start Stored records

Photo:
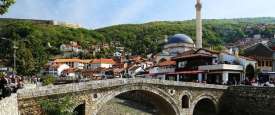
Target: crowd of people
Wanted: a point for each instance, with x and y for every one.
(10, 84)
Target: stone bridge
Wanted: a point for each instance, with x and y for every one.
(171, 97)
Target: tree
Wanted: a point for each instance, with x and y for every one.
(59, 106)
(4, 5)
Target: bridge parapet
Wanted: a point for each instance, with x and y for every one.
(76, 87)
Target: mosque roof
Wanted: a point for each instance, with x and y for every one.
(180, 38)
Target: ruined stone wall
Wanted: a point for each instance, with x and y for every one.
(248, 101)
(9, 106)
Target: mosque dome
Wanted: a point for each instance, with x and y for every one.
(180, 38)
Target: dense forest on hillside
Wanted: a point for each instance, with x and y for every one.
(39, 42)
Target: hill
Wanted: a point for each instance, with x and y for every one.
(139, 39)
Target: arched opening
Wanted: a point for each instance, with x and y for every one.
(80, 110)
(205, 107)
(185, 101)
(250, 72)
(137, 102)
(162, 60)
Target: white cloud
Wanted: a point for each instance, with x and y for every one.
(131, 11)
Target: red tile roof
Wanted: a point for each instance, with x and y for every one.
(104, 61)
(66, 60)
(167, 63)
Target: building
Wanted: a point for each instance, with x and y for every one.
(72, 63)
(73, 49)
(160, 70)
(264, 54)
(176, 44)
(101, 63)
(55, 69)
(212, 67)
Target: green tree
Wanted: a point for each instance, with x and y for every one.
(4, 5)
(59, 106)
(47, 80)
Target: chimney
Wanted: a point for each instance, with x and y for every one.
(198, 25)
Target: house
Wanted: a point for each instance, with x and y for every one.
(212, 67)
(73, 49)
(55, 69)
(160, 70)
(134, 70)
(73, 63)
(102, 63)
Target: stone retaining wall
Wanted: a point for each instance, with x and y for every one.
(244, 100)
(9, 106)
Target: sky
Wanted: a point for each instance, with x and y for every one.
(102, 13)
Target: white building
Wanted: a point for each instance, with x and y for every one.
(71, 50)
(101, 63)
(176, 44)
(159, 71)
(56, 69)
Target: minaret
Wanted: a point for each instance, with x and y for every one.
(198, 25)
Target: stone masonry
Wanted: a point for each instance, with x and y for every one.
(8, 105)
(95, 94)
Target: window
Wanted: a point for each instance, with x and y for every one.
(259, 63)
(185, 102)
(182, 64)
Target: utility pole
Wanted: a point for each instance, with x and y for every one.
(14, 55)
(198, 25)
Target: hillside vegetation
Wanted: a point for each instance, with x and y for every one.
(39, 42)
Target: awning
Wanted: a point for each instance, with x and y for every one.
(186, 72)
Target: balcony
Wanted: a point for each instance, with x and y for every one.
(221, 67)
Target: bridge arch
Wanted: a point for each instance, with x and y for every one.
(165, 97)
(185, 99)
(203, 101)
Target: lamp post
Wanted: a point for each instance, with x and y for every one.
(14, 55)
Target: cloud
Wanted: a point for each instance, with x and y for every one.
(131, 11)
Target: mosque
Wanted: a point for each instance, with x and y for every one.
(194, 63)
(175, 45)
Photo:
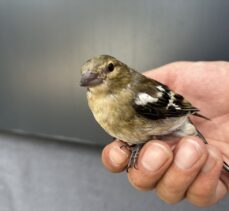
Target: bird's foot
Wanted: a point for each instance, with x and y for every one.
(135, 149)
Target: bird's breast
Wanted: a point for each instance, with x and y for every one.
(113, 112)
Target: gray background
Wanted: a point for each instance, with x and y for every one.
(43, 43)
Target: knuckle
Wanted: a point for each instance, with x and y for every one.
(168, 194)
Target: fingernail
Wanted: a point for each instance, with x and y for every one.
(188, 154)
(117, 156)
(154, 157)
(211, 161)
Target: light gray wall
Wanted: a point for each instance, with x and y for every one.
(45, 175)
(43, 43)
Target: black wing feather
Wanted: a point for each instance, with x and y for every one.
(162, 108)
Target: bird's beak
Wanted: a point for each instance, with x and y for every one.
(90, 79)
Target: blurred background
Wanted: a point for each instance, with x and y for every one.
(50, 144)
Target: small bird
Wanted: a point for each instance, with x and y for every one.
(133, 108)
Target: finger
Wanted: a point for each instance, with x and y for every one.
(190, 155)
(153, 160)
(207, 189)
(115, 157)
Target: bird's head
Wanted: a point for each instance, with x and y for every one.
(104, 73)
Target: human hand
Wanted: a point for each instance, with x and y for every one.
(186, 168)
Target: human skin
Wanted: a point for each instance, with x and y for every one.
(185, 168)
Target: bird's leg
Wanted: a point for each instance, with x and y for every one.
(134, 155)
(126, 146)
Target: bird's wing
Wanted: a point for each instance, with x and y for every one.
(154, 100)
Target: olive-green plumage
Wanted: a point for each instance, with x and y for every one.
(112, 102)
(134, 108)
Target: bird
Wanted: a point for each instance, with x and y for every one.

end Stored records

Set problem
Reproduce all the records above with every "a point for each instance" changed to "one point per instance" and everything else left as it stands. Omit the pictures from your version.

Written solution
Photo:
Target: crowd of people
Wanted: one point per instance, with x and y for every one.
(10, 84)
Target: stone bridge
Wanted: one point per instance, with x and y for every one.
(171, 97)
Target: tree
Wanted: one point per instance, with x and y for every one.
(59, 106)
(4, 5)
Target: bridge parapet
Wanted: one point per instance, with x and y for every one.
(76, 87)
Target: mosque roof
Wanted: one point per instance, with x and y for every one.
(180, 38)
Target: ruined stone wall
Wanted: one point per instance, with x and y for every one.
(248, 101)
(9, 106)
Target: mosque dome
Wanted: one point per instance, with x and y for every one.
(180, 38)
Target: dense forest on hillside
Wanted: one point per instance, with x and y for every one.
(39, 42)
Target: hill
Wanted: one point per instance, with x and y for every one.
(139, 39)
Target: arched opening
Wanted: one point per instance, with x and y for every one.
(80, 110)
(205, 107)
(185, 101)
(250, 72)
(137, 102)
(162, 60)
Target: white cloud
Wanted: one point per instance, with x and y for every one.
(131, 11)
Target: red tile roof
Wanted: one point per instance, with x and y for every one.
(104, 61)
(66, 60)
(167, 63)
Target: building
Wanted: one point per instance, with x and y for every one.
(72, 63)
(73, 49)
(160, 70)
(264, 54)
(176, 44)
(101, 63)
(55, 69)
(212, 67)
Target: green tree
Wanted: one point per instance, with x and y for every one.
(4, 5)
(59, 106)
(47, 80)
Target: chimney
Wanted: one point per instance, with x and y for every one.
(198, 25)
Target: house
Wanted: one point per instance, with x and y for every one.
(212, 67)
(73, 49)
(55, 69)
(160, 70)
(134, 70)
(73, 63)
(102, 63)
Target: stone retaining wall
Wanted: one point per instance, with x and y for every one.
(244, 100)
(9, 106)
Target: sky
Wanted: one point per instance, with x and y for every one.
(102, 13)
Target: white building
Wanted: one point per instance, with x and y for every one.
(71, 50)
(101, 63)
(176, 44)
(159, 71)
(56, 69)
Target: minaret
Wanted: one point per instance, with x and y for every one.
(198, 25)
Target: stone masonry
Wanted: one point per instance, with x and y for every one.
(8, 105)
(95, 94)
Target: window
Wanted: one point per instance, with x and y for every one.
(259, 63)
(185, 102)
(182, 64)
Target: utility pole
Wanted: one point per instance, with x and y for every one.
(14, 55)
(198, 25)
Target: hillside vegetation
Wanted: one point per instance, with x and y for every one.
(39, 42)
Target: awning
Wanted: one point per instance, with x and y for every one.
(186, 72)
Target: balcony
Wanted: one point per instance, with x and y for every one.
(221, 67)
Target: bridge arch
Wanted: one point per instance, with x and y for every one.
(165, 97)
(185, 99)
(203, 101)
Target: lamp post
Wanted: one point per instance, with x and y for every one.
(14, 55)
Target: cloud
Wanted: one point per instance, with x and y for every one.
(131, 11)
Target: mosque
Wanted: one point per instance, with x and y for every one.
(194, 63)
(175, 45)
Photo:
Target: bird's foot
Wanted: one point per instance, with x and y for every one.
(135, 149)
Target: bird's breast
Wanted: one point per instance, with x and y for every one.
(113, 112)
Target: gray background
Wanted: one point per instance, with x and y for every one.
(43, 43)
Target: knuckle
Wanted: one point per instance, with x and y for every one.
(168, 194)
Target: fingernail
Wanted: one point per instance, with x and y for every one.
(188, 154)
(117, 156)
(154, 157)
(211, 161)
Target: light gray wall
Wanted: one point per instance, with x and y for every one.
(45, 175)
(43, 43)
Target: black wing feather
Wanted: one point per instance, with x and y for every one.
(162, 108)
Target: bird's beak
Wanted: one point per instance, with x and y for every one.
(90, 79)
Target: blurred background
Wanted: one point per instance, with x and y for every one.
(50, 144)
Target: small bird
Wanted: one point per instance, with x and y for every one.
(133, 108)
Target: finger
Wanted: one point per instance, with x and y for every one.
(190, 155)
(153, 160)
(207, 189)
(115, 157)
Target: bird's head
Wanted: one point per instance, with x and y for every one.
(104, 73)
Target: human hand
Wanted: one point per instance, with x and y for every one.
(186, 168)
Target: human skin
Wanted: one point per instance, with x and y for every one.
(185, 168)
Target: bird's leg
Wanted: one point per instance, with x and y for every one.
(134, 155)
(126, 146)
Target: bird's wing
Wanted: one point per instance, with x and y for every one.
(154, 100)
Target: olive-green plumage
Wanted: one point per instance, with x and y for every one.
(112, 102)
(134, 108)
Target: bird
Wanted: one point per instance, with x and y for every one.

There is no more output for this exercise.